#### WHAT YOU SHOULD DO:
In the listing below, reproduce as a numbered list the lines from the one containing "reads [[376, 154]]." through the one containing "[[180, 218], [303, 372]]", including both, and omit any blank lines.

+++ RECORDS FOR THE EXERCISE

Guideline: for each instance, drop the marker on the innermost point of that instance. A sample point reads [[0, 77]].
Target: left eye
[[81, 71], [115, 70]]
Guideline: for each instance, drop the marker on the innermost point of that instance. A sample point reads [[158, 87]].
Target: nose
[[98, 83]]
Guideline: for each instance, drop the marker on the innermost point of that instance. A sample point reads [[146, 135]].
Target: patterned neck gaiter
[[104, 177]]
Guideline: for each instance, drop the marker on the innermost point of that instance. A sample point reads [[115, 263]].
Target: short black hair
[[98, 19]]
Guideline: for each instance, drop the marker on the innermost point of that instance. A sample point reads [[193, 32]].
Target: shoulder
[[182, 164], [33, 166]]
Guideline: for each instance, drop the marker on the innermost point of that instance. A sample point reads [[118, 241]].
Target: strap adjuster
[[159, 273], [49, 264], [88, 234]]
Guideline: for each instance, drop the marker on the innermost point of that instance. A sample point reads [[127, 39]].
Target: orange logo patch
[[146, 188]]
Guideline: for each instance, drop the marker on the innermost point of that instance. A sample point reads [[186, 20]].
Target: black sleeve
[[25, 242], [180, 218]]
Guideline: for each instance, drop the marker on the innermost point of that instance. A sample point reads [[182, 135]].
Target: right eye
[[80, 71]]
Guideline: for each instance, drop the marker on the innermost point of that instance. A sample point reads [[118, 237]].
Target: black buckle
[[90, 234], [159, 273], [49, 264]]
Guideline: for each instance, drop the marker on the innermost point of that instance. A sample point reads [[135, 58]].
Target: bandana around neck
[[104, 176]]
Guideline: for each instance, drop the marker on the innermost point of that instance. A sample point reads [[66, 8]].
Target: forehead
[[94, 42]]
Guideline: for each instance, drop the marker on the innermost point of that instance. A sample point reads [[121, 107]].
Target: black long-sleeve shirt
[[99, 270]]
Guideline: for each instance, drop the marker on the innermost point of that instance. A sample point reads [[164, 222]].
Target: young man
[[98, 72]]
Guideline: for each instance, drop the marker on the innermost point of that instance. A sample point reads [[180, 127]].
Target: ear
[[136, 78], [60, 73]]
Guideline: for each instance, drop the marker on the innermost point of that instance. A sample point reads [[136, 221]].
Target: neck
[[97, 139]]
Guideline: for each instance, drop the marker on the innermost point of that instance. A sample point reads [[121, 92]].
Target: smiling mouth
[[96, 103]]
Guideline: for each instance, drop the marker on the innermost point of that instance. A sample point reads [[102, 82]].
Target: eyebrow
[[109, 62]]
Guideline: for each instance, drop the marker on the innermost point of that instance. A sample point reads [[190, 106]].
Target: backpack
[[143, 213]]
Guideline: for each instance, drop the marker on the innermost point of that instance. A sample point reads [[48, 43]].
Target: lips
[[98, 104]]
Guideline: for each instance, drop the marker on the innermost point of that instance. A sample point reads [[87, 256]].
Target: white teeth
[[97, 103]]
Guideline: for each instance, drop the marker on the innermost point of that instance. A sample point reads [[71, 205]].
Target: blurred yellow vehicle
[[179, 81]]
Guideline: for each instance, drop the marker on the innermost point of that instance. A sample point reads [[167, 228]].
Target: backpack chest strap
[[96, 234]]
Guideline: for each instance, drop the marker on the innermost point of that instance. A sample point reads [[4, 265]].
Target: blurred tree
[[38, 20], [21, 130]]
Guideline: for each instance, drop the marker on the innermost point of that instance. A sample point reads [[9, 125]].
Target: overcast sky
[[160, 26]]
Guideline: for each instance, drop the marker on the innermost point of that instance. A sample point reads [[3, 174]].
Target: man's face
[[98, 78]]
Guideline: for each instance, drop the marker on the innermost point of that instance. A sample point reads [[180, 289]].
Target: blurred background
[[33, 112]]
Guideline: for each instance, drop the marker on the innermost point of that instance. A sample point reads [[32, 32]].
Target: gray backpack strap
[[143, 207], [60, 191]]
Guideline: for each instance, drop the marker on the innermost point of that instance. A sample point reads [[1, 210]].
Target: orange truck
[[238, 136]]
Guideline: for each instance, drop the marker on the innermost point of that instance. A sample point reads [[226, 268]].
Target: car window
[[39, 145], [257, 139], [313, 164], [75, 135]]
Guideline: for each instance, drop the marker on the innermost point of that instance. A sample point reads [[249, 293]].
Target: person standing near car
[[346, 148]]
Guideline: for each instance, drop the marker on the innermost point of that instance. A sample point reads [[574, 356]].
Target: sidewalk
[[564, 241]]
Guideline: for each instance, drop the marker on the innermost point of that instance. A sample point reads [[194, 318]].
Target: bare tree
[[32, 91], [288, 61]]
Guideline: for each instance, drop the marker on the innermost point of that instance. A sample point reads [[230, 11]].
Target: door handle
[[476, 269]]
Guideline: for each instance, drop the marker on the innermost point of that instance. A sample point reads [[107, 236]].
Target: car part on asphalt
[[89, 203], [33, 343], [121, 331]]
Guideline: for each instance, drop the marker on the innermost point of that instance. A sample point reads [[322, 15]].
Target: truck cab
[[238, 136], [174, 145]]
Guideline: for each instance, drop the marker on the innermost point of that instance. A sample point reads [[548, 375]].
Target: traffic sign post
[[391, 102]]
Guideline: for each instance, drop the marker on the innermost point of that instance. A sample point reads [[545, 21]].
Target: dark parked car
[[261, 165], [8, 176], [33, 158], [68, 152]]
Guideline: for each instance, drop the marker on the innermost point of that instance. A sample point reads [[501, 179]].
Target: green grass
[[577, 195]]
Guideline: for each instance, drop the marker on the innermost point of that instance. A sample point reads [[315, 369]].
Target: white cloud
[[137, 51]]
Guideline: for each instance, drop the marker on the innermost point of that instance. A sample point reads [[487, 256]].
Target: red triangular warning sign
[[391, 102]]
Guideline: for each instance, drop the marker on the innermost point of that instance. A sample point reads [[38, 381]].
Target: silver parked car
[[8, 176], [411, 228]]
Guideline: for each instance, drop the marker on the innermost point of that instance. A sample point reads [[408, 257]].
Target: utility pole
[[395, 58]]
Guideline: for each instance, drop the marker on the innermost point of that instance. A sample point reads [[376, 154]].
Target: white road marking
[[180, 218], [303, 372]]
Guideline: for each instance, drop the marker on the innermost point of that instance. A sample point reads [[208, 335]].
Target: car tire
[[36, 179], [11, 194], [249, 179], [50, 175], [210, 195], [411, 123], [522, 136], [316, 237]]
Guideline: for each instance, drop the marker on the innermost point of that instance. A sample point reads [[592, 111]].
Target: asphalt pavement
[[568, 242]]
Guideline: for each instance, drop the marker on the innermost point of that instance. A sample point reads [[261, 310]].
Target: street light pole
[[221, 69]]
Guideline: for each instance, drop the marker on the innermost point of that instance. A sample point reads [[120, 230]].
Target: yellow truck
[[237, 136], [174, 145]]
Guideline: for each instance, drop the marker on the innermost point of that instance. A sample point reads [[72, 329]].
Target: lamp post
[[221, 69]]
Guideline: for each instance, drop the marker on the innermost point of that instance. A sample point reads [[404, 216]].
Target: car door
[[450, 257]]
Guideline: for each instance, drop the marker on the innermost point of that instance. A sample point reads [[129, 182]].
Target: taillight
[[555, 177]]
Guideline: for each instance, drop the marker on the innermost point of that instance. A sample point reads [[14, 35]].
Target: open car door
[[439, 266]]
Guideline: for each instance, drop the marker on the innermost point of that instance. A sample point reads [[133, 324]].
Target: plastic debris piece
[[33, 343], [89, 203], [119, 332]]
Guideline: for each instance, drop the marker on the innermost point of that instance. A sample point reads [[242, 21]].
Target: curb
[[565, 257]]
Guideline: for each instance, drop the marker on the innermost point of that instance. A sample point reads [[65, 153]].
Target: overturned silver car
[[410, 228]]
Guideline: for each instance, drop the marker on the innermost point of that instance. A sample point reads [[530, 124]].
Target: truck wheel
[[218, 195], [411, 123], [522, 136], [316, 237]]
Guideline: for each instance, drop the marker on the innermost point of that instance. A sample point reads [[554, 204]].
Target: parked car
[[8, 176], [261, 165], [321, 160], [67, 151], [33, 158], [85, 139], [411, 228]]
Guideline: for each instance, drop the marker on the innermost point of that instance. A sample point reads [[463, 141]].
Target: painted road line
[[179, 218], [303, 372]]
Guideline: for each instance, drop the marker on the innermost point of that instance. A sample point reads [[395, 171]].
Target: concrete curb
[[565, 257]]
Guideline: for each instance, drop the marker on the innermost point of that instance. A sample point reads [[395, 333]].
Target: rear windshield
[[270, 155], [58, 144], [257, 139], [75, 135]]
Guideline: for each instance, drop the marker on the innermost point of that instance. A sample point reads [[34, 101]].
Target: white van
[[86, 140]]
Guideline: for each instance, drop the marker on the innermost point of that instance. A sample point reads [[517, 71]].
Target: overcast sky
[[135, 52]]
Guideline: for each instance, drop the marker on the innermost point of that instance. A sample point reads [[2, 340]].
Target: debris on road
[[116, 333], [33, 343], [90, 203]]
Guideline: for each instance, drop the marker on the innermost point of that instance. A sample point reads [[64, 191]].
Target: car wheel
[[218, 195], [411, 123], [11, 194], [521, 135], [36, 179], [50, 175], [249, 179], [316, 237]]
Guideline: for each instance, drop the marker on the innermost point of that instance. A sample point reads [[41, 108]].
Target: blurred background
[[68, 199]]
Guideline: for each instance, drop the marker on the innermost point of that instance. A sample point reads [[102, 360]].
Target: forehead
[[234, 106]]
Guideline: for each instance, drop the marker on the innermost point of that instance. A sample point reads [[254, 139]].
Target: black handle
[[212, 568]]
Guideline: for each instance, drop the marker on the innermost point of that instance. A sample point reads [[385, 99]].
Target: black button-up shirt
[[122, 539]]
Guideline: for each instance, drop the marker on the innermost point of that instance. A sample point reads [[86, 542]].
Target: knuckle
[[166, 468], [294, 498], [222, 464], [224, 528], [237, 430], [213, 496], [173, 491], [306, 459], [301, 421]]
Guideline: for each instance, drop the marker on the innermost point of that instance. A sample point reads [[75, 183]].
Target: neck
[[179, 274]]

++++++

#### FINISHED ANSWER:
1. Guideline: for each instance, drop the marker on the innermost point of that instance. A sample point reads [[376, 154]].
2. Target: white road marking
3. [[180, 218], [303, 372]]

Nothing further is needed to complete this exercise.